Requirement: Collect every line in the records below that contains the word "dirt". Case counts.

Records for this task:

################

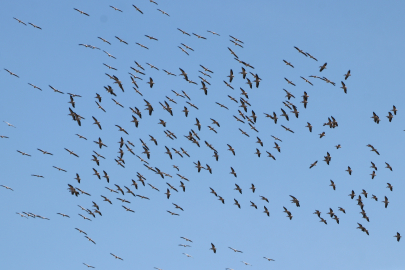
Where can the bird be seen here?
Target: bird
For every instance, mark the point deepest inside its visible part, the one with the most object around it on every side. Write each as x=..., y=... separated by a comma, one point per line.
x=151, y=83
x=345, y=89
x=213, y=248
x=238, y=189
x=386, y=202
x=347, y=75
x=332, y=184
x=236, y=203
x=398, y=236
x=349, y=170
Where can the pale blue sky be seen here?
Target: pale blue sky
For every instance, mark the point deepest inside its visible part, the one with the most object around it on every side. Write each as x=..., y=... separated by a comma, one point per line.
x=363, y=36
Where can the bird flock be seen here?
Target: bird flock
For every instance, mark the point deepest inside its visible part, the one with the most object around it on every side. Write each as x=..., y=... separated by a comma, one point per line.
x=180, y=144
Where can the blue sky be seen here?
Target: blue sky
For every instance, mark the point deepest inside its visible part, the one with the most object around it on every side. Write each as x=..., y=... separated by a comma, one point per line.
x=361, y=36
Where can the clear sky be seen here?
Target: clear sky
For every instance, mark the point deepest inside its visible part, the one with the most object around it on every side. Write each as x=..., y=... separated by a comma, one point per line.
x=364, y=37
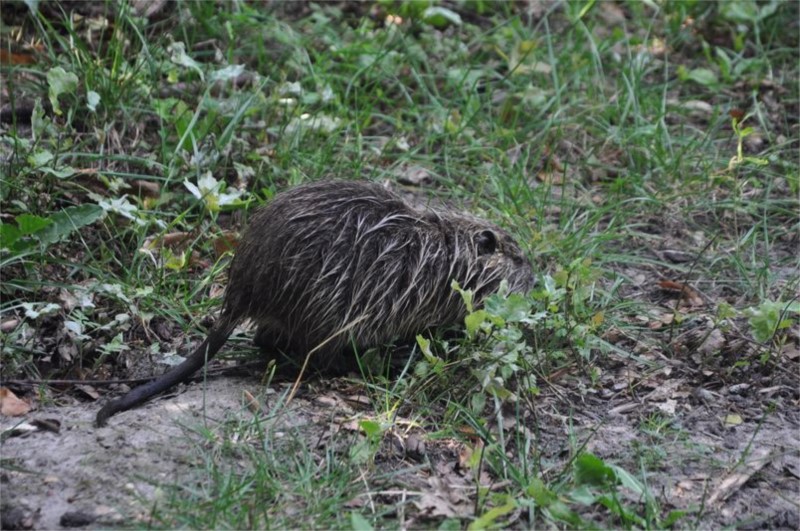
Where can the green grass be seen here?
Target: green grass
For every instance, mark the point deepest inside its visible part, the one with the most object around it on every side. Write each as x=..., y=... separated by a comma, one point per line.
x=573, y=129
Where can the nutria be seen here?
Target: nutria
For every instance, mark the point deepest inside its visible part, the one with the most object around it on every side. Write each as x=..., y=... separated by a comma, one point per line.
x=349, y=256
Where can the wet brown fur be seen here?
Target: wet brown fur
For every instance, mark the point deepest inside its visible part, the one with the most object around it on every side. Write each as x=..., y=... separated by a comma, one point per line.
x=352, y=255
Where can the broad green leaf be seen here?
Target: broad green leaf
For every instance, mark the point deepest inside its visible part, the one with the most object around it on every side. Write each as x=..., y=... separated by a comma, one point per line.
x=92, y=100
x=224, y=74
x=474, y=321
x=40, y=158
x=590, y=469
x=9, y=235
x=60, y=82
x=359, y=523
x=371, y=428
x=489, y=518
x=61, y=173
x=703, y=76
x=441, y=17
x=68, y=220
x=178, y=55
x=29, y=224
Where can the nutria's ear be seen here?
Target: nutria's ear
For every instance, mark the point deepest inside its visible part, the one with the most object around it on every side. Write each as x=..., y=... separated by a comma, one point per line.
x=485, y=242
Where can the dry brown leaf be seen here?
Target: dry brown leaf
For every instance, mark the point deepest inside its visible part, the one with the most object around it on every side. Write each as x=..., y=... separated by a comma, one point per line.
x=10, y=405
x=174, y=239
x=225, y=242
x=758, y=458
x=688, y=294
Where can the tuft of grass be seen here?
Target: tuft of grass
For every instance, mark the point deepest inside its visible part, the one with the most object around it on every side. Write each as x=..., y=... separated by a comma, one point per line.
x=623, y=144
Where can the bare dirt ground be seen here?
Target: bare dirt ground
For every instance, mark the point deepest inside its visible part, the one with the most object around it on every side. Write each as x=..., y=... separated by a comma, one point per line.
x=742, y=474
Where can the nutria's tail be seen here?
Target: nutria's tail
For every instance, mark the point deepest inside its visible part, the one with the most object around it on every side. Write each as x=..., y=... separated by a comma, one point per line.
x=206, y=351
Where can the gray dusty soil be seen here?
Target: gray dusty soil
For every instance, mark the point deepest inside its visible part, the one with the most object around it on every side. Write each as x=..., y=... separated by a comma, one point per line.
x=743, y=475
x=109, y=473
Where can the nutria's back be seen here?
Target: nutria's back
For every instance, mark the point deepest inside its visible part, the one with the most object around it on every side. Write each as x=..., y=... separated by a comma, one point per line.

################

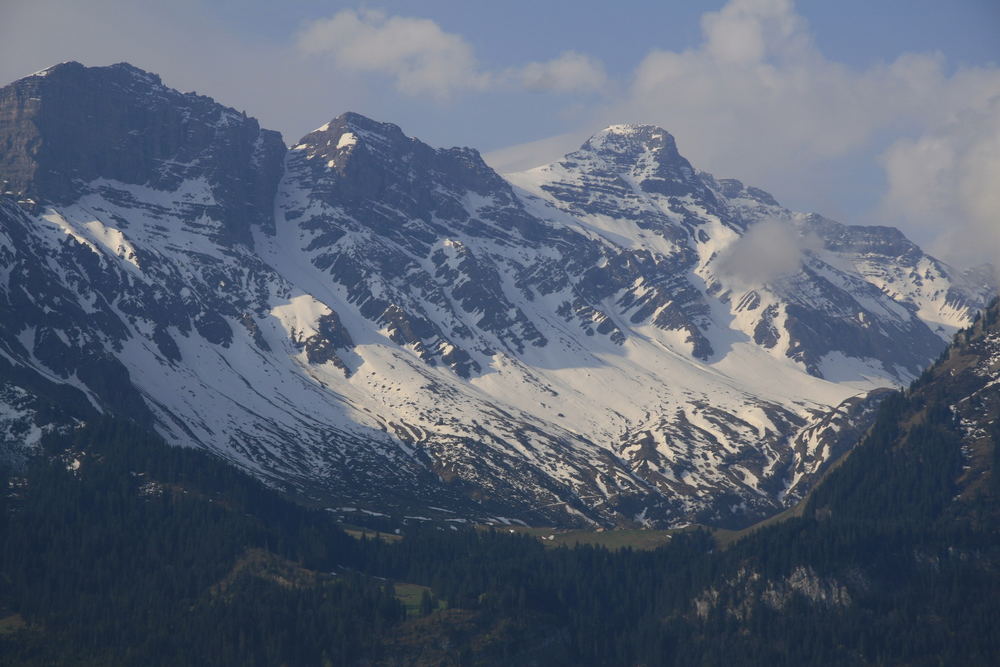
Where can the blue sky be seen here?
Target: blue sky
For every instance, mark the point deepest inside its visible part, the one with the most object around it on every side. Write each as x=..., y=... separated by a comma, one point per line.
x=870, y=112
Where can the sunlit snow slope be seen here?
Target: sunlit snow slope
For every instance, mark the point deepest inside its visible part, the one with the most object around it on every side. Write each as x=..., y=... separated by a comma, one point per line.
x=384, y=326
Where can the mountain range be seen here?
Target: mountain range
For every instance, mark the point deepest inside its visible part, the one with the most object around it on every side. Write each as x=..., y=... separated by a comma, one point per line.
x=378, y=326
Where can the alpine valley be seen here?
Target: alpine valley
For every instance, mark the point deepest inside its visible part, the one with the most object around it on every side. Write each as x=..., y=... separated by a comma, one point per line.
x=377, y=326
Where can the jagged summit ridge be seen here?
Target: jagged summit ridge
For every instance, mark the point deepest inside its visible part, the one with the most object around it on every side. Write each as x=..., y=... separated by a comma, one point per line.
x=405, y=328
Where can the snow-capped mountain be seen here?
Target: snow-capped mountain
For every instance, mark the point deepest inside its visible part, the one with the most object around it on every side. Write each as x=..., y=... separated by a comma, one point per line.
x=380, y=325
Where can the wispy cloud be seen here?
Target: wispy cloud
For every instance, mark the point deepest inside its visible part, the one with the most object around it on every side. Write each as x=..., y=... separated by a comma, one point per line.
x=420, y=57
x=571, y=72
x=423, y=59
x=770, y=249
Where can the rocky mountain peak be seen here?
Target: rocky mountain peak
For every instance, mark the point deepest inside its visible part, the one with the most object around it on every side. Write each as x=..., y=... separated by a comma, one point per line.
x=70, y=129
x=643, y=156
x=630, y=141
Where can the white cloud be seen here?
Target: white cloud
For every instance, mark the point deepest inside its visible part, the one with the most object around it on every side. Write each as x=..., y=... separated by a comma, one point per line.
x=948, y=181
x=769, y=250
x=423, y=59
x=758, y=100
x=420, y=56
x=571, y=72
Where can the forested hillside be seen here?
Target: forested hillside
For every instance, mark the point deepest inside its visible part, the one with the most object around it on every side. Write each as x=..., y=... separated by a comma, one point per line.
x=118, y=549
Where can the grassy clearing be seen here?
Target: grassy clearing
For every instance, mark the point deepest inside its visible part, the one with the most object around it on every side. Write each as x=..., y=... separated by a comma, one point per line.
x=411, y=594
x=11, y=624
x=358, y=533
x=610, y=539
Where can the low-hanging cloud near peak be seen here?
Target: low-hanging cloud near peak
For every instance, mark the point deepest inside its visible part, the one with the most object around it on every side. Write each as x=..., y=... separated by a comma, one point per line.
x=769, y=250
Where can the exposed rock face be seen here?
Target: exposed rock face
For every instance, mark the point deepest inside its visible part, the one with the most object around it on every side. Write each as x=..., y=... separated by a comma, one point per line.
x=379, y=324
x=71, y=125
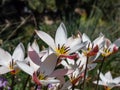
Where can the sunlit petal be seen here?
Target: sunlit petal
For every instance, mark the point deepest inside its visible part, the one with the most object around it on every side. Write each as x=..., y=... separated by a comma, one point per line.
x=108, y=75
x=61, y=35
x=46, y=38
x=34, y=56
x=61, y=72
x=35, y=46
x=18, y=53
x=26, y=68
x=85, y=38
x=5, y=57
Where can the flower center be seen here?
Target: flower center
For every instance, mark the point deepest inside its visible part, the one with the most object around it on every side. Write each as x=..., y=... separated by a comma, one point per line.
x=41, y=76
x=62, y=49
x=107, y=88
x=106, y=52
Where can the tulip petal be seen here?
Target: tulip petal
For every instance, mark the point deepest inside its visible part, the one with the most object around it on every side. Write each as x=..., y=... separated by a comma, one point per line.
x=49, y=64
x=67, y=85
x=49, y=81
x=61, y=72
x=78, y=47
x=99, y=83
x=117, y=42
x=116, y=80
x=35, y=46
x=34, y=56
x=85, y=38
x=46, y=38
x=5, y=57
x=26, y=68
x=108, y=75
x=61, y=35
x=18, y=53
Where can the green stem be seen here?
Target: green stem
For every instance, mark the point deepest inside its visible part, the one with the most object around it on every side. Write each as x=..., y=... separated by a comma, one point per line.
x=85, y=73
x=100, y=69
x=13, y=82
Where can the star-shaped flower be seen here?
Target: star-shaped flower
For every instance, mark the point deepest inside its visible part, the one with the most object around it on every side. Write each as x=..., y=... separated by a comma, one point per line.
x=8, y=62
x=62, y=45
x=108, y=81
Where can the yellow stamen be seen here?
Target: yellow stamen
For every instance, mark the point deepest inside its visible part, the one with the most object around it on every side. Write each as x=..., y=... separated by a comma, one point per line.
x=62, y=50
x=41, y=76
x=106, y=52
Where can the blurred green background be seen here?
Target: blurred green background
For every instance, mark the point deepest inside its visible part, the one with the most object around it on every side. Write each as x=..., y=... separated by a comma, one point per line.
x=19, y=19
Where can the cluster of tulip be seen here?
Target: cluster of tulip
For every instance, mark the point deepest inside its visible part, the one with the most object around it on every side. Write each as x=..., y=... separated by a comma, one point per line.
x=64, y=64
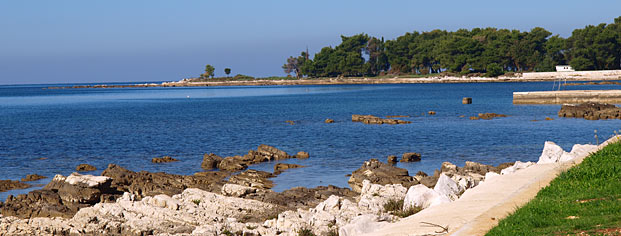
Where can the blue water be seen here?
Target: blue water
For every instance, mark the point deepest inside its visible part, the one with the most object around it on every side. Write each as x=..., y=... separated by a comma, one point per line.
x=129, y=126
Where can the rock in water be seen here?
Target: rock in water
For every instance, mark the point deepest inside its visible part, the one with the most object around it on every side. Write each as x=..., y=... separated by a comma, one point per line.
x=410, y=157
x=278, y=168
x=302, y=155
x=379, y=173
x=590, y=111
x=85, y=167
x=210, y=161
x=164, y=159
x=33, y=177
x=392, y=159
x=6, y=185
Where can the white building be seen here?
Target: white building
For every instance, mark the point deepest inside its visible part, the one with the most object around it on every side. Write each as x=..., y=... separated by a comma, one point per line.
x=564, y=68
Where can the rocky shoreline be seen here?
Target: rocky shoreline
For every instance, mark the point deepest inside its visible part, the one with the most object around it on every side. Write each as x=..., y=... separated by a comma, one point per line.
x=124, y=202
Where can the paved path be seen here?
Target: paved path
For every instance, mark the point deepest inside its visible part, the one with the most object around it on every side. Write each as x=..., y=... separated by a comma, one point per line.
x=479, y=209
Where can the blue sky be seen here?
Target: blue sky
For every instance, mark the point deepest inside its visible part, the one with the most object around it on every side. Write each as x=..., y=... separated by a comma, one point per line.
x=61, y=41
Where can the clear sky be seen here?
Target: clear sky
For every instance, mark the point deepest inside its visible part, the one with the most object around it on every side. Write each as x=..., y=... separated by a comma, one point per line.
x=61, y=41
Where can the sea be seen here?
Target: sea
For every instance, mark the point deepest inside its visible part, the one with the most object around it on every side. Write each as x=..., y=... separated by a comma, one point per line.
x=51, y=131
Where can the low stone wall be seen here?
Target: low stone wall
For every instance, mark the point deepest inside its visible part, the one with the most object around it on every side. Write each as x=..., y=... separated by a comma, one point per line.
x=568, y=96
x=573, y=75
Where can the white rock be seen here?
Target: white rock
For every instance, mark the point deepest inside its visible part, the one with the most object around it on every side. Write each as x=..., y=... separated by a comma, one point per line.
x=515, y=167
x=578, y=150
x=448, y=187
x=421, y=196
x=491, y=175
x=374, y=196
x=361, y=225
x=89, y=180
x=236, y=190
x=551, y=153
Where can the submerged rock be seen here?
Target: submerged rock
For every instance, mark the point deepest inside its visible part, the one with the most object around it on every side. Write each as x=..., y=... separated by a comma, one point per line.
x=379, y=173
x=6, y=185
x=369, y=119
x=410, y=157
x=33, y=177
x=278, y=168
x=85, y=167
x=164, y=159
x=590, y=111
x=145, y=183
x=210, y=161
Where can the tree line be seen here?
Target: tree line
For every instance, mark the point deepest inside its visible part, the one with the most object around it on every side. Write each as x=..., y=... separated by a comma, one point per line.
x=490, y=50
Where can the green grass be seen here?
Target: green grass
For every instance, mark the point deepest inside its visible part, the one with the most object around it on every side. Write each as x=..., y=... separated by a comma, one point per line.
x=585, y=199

################

Output:
Where can the bare dirt ground be seen here?
Target: bare dirt ground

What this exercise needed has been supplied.